◆ Passage given:
········

However, it carries a proviso which states that ‘a deed
containing such a condition
may be registered if, in the opinion of
the registrar such a condition is complimentary or otherwise
ancillary to a registrable
condition or right contained or conferred
in such deed.’ The question which arises is whether the
registration of the reversionary
rights in favour of the seller
created a real right. In
eThekwini
Municipality v Mounthaven (Pty) Limited
,
[13]
the Constitutional Court settled this
issue, on the basis that it ‘rests on the proper interpretation
and effect of a reversionary
clause in the original deed of sale and
subsequent deed of transfer’ whether a reversionary right
creates a personal or a
real right. It confirmed the distinction of
real and personal rights, as stated in
Absa
Bank Limited v Keet
.
[14]
In para 11 of the judgment it re-affirmed what the SCA stated, ie
that two requirements must be met: (1) the person who created
the
right must have intended the present owner as well as
successors-in-title to be bound; (2) the right must result in the
subtraction
from the dominium of the land against which it is
registered.
[15]
[36]
The court in
Mounthaven
held that a reversionary right may be registered properly or
registered by mistake, but it does not translate a personal right

into a real right. It went on to state that a reversionary right
restricts the exercise or full enjoyment of the right to ownership

and it remains a personal right. A fideicommissum, pre-emption right
or any other personal rights are registered for practical
purposes.

········

◆ Pointing dataset records:

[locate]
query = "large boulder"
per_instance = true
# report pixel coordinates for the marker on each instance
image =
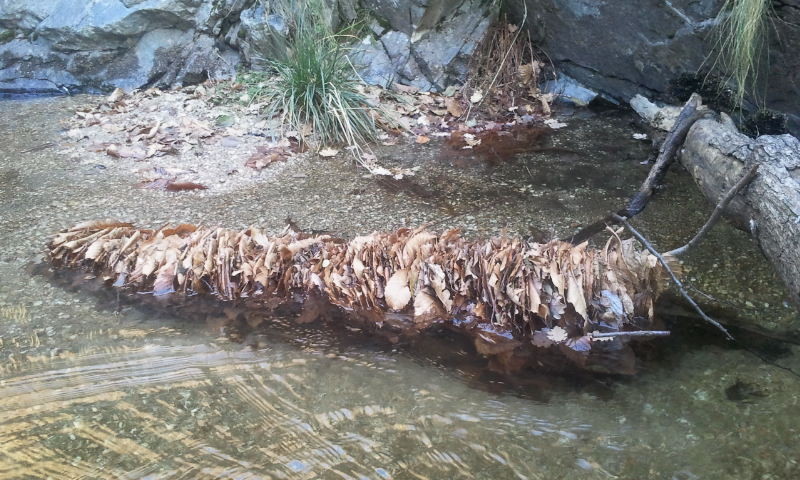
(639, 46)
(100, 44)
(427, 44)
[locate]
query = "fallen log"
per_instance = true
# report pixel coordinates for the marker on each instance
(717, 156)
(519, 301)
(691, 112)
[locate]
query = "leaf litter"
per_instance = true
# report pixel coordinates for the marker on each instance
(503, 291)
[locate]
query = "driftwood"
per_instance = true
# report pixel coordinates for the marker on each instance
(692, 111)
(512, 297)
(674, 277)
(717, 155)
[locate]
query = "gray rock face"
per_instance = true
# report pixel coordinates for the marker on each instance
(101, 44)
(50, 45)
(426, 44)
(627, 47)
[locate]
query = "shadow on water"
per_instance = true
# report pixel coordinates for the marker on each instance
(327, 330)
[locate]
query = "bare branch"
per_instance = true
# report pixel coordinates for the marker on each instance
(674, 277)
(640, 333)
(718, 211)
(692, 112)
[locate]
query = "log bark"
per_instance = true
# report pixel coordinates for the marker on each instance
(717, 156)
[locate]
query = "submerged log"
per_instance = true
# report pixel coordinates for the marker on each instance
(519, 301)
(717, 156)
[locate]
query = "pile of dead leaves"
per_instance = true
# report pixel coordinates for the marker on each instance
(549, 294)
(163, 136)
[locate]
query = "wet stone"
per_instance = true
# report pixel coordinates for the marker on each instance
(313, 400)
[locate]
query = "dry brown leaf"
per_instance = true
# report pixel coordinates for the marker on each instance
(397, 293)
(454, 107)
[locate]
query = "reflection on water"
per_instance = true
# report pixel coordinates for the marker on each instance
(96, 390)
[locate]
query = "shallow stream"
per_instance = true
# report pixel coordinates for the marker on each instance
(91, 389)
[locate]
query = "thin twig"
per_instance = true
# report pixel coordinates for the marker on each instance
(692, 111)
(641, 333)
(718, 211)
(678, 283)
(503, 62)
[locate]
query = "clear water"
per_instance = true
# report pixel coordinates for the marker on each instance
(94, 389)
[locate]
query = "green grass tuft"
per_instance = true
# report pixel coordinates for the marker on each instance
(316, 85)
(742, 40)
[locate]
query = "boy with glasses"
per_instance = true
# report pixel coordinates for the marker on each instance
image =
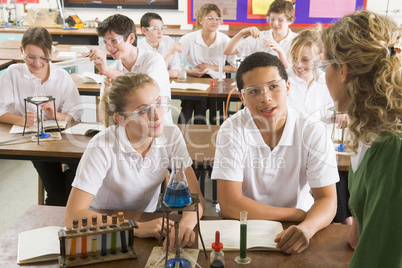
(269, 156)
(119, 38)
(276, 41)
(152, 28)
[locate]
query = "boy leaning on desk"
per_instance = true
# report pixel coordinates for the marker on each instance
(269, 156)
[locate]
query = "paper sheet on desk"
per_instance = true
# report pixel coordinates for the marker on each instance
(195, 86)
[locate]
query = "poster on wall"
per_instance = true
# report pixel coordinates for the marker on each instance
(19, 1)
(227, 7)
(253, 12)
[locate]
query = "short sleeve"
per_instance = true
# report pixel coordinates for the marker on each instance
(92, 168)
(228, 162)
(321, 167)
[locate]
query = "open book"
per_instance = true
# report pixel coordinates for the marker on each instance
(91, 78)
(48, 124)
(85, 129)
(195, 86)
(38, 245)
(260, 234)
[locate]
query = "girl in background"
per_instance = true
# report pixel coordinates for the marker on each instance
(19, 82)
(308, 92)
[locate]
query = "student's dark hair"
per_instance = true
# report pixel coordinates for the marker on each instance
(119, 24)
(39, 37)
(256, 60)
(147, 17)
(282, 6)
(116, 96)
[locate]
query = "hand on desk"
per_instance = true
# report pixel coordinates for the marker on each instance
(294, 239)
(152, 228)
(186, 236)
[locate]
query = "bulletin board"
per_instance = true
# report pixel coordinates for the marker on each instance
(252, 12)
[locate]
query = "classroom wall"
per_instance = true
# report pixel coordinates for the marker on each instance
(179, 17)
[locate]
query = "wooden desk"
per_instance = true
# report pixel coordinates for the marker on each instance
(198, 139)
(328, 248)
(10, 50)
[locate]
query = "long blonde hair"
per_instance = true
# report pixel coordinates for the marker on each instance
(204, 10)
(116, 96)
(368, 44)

········

◆ Set of tasks:
a: Name every specific kind of right mentioned in the passage on registering reversionary rights.
b: In the passage on reversionary rights, in which case was the distinction between real and personal rights stated?
c: Write the next part of the passage on registering reversionary rights, beginning after its final sentence.

◆ In response:
a: Real right, personal right, reversionary right, pre-emption right, right to ownership

b: Absa Bank Limited v Keet

c:
It held further that if a reversionary right is registered, it does
not get elevated to a real right. It is my view that
in this case it
is clear that this was a personal right, which cannot translate to a
real right. I have taken into account the
intention of the parties as
stated by Stark, that the property was sold to the first purchaser
for purposes of raising funds to
create the consolidation of title
and subdivision of the properties. Secondly, the unique proviso, that
a certain portion thereof
would be re-transferred to the first
respondent without any payment of consideration to the purchaser and
that a specified number
of hectares is stated in the conditions. In
interpreting the relevant clauses of the conditions, the factors to
be considered include
the language used, in the light of the ordinary
context in which the word or phrase is found; the purpose to which
the provision
is directed; the knowledge of the parties, where more
than one meaning is possible, it must be considered against the
background
of the above facts and whether the process of
interpretation is an objective one. Furthermore, a sensible meaning
is to be preferred
to one that would lead to absurdity.
[16]
The only conclusion I can come to is that a personal right was
created in the conditions of title.
[37]
It is noted that the property had exchanged hands a number of times
before the respondents asserted
their rights to it. The appellants’
purchased the property from Ms Gayadin and not the first respondent.
The respondents
rely on Clause 7, a voetstoots clause, appearing in a
contract between the appellants and Ms Gayadin, particularly where
the clause
states that they acknowledge to have satisfied themselves
as to the conditions of title and other encumbrances. This is a
standard
clause in an agreement of sale between the seller and the
purchaser. Ms Gayadin had enjoyed the use of the property without any

claim from the first respondent, and sold it as it is to the
appellants. Binding agreements are a cornerstone of such contracts
or
conditions. The rights to be exercised by the respondents appear to
be open-ended. The court a quo’s interpretation, with
due
respect, is not without difficulty as there appears to be no
meaningful parameters to exercise the pre-emptive right.
[38]
In
Bondev Midrand (Pty)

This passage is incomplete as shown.